Start of EXTRACT PROVIDED

Agassiz is logical, and he exhausts the consequences of his theory. But he forgets one important fact which may be opposed to all those who, either fully or partially, embrace this order of ideas.
No animal species has ever changed its voice for that of a species nearly allied to it. An ass’s colt, reared by a mare and isolated in the midst of horses, never forgets its bray or learns to neigh. While, on the contrary, it is well known, that a White, if placed in earliest infancy in the midst of Chinese or Australians, will only speak their language. The converse is equally true.
The reason of this is that the animal voice is a fundamental character, adhering evidently to the nature of the being, susceptible of slight modification, but incapable of disappearing, or of transference as a whole; it is a specific character.
Human language is entirely different. It is essentially variable, and subject to modification from one generation to another it is subject to transformation; it borrows and loses; it may be replaced by another; it is evidently subordinate to the intelligence and to the conditions of life. We can only, therefore, regard it as a secondary character; a character of race.
From the linguistic point of view, the specific attribute of man is not the special language which he employs, it is the faculty of articulation, speech, which has given him the power of creating a primitive language, and to vary it infinitely by means of his intelligence and will, more or less influenced by innumerable circumstances.
Here, again, I am fortunate enough to be able to support opinions, which I have long maintained, by the conclusions of Whitney upon this point. “Now,” says this learned linguist, “to pretend, in order to explain the variety of languages, that the power of expression has been virtually different in different races, that one language has contained, from its origin and in its primitive materials, a formative principle which is not in others; that the elements employed for a formal usage were formal by nature, and so on,—all this is pure mythology.”

End of EXTRACT PROVIDED
Start of DATA EXCERPTS

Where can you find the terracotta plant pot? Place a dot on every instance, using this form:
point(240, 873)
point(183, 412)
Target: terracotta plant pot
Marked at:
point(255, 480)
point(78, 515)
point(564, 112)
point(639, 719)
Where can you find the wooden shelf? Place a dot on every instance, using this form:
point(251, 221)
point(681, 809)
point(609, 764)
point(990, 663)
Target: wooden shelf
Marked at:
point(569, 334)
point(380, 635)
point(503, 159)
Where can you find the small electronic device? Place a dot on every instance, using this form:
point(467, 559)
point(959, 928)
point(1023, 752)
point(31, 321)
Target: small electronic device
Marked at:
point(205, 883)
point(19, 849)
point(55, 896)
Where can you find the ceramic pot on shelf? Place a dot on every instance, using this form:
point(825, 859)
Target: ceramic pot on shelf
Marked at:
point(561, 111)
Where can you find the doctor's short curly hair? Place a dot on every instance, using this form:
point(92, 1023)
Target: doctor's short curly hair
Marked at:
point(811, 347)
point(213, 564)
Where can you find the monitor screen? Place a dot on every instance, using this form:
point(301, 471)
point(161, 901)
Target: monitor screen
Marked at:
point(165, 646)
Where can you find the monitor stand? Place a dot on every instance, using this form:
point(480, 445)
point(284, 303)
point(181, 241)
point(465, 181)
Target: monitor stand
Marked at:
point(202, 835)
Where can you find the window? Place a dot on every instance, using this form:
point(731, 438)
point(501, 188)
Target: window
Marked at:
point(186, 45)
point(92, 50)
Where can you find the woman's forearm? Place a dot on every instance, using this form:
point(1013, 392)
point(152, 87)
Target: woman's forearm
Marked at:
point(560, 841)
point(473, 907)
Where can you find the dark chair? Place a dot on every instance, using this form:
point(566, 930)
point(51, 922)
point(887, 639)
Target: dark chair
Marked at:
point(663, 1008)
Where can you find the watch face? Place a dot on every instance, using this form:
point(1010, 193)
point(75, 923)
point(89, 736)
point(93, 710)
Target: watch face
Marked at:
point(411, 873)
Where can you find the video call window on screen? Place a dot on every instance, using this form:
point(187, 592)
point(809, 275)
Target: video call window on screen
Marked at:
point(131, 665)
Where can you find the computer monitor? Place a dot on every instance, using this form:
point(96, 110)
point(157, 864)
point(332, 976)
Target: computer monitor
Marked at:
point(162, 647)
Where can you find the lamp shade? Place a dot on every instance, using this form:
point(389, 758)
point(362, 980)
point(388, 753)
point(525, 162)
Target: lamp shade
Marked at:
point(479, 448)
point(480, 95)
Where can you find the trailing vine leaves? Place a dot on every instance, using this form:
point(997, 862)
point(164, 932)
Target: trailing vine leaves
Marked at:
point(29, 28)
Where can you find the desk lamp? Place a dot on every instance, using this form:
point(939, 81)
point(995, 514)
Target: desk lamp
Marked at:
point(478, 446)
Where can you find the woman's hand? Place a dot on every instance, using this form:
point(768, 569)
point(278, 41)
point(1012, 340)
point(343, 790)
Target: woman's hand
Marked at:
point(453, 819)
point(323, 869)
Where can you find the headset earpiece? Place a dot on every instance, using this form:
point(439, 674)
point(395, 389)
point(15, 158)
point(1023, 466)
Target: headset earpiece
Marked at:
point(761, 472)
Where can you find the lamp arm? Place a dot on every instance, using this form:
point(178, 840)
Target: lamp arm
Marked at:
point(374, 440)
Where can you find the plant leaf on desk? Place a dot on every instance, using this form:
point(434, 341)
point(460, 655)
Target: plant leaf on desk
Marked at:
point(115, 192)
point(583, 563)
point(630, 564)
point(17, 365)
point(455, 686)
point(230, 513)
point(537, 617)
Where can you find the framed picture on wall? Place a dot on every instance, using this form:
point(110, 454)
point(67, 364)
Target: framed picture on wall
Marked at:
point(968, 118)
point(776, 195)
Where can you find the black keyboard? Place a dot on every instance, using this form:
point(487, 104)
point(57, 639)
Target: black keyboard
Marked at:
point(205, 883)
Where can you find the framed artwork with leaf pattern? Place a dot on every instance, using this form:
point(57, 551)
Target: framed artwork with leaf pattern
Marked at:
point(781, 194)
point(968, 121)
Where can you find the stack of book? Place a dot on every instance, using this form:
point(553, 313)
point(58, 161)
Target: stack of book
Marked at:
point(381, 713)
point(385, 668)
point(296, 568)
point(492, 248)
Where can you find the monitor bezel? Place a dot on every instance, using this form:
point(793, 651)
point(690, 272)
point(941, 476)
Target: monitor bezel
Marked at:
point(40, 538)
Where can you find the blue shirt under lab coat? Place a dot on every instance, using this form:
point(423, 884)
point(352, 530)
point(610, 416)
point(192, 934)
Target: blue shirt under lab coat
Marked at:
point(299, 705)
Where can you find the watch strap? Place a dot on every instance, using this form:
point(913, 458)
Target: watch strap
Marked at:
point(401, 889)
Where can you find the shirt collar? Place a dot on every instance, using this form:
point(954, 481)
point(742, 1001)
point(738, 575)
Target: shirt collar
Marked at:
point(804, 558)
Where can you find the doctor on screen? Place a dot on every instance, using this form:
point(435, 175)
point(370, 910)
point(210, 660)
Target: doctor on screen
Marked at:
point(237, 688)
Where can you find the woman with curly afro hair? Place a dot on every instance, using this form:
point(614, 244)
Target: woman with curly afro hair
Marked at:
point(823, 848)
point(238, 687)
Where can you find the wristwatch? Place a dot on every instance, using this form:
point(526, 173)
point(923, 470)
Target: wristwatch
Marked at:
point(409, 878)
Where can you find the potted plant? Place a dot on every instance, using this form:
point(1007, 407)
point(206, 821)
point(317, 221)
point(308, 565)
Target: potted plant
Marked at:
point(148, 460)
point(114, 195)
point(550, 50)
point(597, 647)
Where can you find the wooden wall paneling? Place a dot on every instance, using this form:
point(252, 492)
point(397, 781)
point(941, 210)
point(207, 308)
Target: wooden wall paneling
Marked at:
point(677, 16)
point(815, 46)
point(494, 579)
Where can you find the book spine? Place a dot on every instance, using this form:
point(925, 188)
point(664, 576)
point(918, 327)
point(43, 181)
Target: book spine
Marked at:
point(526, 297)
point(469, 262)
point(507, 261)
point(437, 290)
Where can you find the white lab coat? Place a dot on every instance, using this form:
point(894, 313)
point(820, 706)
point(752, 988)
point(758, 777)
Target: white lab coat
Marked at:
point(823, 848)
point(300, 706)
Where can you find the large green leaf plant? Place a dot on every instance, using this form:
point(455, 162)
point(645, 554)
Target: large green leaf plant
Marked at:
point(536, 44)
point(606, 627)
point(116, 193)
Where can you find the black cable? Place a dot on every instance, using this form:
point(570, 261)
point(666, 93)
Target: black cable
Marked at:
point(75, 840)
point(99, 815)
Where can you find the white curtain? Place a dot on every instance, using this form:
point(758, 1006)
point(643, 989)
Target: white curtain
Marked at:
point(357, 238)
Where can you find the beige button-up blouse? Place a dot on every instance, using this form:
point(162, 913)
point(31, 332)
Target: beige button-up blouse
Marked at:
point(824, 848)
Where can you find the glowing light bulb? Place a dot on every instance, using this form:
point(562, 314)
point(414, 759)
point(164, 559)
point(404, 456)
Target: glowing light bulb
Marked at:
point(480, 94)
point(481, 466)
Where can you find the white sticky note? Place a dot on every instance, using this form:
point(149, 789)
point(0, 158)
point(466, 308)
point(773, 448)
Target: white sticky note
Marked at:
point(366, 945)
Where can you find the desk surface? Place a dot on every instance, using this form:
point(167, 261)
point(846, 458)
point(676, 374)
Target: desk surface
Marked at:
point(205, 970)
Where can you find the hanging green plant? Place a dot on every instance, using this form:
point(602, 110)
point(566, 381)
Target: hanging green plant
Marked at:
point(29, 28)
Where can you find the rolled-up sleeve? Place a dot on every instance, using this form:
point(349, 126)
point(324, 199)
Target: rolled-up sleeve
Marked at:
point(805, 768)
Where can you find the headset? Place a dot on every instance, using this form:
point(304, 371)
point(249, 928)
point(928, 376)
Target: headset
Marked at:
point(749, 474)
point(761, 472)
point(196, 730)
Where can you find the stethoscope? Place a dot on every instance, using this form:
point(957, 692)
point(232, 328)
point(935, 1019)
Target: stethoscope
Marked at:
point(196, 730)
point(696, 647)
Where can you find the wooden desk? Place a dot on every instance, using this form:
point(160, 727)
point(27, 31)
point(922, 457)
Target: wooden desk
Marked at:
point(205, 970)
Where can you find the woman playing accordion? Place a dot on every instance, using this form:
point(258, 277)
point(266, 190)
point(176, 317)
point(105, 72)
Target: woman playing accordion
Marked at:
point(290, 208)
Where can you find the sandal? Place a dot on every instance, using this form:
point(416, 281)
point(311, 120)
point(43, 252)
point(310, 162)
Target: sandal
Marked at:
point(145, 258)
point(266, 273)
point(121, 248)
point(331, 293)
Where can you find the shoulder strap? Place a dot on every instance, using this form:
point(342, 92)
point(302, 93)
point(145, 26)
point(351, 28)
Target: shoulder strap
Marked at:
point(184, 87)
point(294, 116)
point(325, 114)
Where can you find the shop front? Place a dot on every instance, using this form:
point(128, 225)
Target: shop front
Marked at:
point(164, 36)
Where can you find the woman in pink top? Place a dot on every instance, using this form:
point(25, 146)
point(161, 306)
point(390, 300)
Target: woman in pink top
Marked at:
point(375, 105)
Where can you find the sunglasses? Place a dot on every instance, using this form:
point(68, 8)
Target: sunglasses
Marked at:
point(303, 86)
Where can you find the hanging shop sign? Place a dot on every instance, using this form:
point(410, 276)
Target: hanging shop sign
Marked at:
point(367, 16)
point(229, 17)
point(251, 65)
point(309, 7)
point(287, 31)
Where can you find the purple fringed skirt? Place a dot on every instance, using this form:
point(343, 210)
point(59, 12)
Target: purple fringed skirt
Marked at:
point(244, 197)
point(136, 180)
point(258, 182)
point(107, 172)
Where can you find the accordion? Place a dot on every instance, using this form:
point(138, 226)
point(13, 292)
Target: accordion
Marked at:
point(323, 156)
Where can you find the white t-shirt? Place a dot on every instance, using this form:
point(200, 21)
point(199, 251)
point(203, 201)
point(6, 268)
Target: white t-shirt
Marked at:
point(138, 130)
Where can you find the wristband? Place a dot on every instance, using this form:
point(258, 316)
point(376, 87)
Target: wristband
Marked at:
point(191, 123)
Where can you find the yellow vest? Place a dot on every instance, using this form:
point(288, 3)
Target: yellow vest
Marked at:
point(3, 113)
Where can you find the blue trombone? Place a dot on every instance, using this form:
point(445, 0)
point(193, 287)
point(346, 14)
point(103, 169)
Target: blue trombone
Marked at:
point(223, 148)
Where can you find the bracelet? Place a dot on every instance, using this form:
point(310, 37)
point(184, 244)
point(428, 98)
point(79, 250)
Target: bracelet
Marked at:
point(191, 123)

End of DATA EXCERPTS

*INSTRUCTIONS*.
1) For the passage on animal voice and human language, decide whether each statement agrees with it: (a) An ass's colt raised among horses learns to neigh. (b) Human language is called a character of race. (c) The animal voice can be transferred as a whole. Answer yes or no for each and quote the deciding words.
2) Answer these questions from the passage on animal voice and human language:
(a) What does Agassiz exhaust?
(b) From the linguistic point of view, what is the specific attribute of man?
(c) Whose conclusions does the writer cite in support of his opinions?
3) Rewrite the passage on animal voice and human language, starting at "Agassiz is logical, and" and ending at "is equally true.", with "colt" updated to "foal".

*OUTPUTS FOR THE TASKS*.
1)
(a) No: "never forgets its bray or learns to neigh"
(b) Yes: "a character of race"
(c) No: "incapable of disappearing, or of transference as a whole"

2)
(a) The consequences of his theory.
(b) The faculty of articulation, speech.
(c) Whitney's.

3)
Agassiz is logical, and he exhausts the consequences of his theory. But he forgets one important fact which may be opposed to all those who, either fully or partially, embrace this order of ideas.
No animal species has ever changed its voice for that of a species nearly allied to it. An ass’s foal, reared by a mare and isolated in the midst of horses, never forgets its bray or learns to neigh. While, on the contrary, it is well known, that a White, if placed in earliest infancy in the midst of Chinese or Australians, will only speak their language. The converse is equally true.